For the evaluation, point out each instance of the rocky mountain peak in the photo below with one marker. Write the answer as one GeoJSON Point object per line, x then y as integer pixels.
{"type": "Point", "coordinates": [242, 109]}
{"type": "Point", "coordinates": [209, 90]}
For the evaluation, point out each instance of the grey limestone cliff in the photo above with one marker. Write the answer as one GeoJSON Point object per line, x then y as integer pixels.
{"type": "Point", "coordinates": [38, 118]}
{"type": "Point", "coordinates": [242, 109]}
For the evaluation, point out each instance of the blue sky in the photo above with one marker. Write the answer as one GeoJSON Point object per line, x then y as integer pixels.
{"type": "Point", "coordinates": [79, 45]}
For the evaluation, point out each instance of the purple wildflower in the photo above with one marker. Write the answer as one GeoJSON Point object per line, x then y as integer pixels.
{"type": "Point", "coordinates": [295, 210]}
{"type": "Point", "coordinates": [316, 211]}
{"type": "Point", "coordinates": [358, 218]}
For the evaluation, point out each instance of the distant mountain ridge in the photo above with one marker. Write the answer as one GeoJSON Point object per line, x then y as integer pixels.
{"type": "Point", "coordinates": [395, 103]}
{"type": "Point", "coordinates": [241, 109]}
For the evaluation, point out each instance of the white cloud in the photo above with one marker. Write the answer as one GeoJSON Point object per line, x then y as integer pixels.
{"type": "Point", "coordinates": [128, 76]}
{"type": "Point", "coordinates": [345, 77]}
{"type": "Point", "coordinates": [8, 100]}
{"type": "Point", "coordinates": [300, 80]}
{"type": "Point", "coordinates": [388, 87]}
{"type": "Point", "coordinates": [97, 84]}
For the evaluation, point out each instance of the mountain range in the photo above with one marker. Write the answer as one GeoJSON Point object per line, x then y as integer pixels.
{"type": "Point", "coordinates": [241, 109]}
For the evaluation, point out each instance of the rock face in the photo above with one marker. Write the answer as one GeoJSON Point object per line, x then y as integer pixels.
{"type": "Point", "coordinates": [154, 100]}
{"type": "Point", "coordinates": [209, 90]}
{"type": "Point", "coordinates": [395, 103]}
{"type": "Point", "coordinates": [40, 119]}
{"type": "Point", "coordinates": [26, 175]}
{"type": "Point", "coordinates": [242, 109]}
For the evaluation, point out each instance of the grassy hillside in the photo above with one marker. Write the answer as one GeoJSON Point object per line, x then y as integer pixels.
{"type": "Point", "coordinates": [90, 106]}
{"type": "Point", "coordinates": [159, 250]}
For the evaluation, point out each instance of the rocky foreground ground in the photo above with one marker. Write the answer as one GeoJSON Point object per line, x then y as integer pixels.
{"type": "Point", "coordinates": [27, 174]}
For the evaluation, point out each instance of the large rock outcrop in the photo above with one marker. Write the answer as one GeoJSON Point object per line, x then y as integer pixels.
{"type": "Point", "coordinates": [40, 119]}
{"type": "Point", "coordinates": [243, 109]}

TASK DESCRIPTION
Write every entry out again exactly.

WORKED SOLUTION
For the evaluation, point out each instance of the rocky mountain peak in the photo below with one marker. Write the answer as one GeoJSON Point object per line, x then y as integer pixels.
{"type": "Point", "coordinates": [242, 109]}
{"type": "Point", "coordinates": [209, 90]}
For the evaluation, point out each instance of the grey limestone cliff in the photo above with one marker. Write the answer as one GeoJSON Point object per line, x then y as integer pixels.
{"type": "Point", "coordinates": [38, 118]}
{"type": "Point", "coordinates": [242, 109]}
For the evaluation, point out each instance of the blue sky in the photo above with one marker. Write the answer as one GeoJSON Point object per line, x then y as integer pixels.
{"type": "Point", "coordinates": [79, 45]}
For the evaluation, point out each instance of the purple wildflower in the photo above with one marker. Write the answer as one GeoJSON Point object per line, x then y as integer pixels.
{"type": "Point", "coordinates": [295, 210]}
{"type": "Point", "coordinates": [316, 211]}
{"type": "Point", "coordinates": [358, 218]}
For the evaluation, point out each instance of the distant mountain ridge in the photo above with one marker. Write the answer as one GeoJSON Point object per line, x then y as integer pixels.
{"type": "Point", "coordinates": [395, 103]}
{"type": "Point", "coordinates": [241, 109]}
For the evaluation, point out each instance of the white cloud in the photo above with one marker. Write the answer as one GeoJSON Point object per line, x then y as integer pixels.
{"type": "Point", "coordinates": [128, 76]}
{"type": "Point", "coordinates": [345, 77]}
{"type": "Point", "coordinates": [8, 100]}
{"type": "Point", "coordinates": [300, 80]}
{"type": "Point", "coordinates": [388, 87]}
{"type": "Point", "coordinates": [97, 84]}
For the evaluation, point out each instance of the mountain range in the photo above with one marker. Write the answer as one GeoJSON Point object per line, x then y as integer pixels.
{"type": "Point", "coordinates": [241, 109]}
For the evaluation, point out each instance of the rock face in the photo above with one marker. Write the answer as one GeoJSON Point object per line, x then y as integer pixels.
{"type": "Point", "coordinates": [154, 100]}
{"type": "Point", "coordinates": [209, 90]}
{"type": "Point", "coordinates": [395, 103]}
{"type": "Point", "coordinates": [40, 119]}
{"type": "Point", "coordinates": [26, 175]}
{"type": "Point", "coordinates": [242, 109]}
For the evaluation, point out each instance of the grassy hillside in the photo above with one marker. Write the answer as one GeoJSON Point object per line, x then y as integer pixels.
{"type": "Point", "coordinates": [90, 106]}
{"type": "Point", "coordinates": [159, 250]}
For the evaluation, point out each instance of the rocky foreground ground in the photo above with one marker. Write the answer as one GeoJSON Point object per line, x then y as integer pixels.
{"type": "Point", "coordinates": [27, 174]}
For the evaluation, point out each instance of the large rock outcrop in the photo above with one marker. Write the answer as one GeoJSON Point object per line, x then y as integer pixels.
{"type": "Point", "coordinates": [40, 119]}
{"type": "Point", "coordinates": [243, 109]}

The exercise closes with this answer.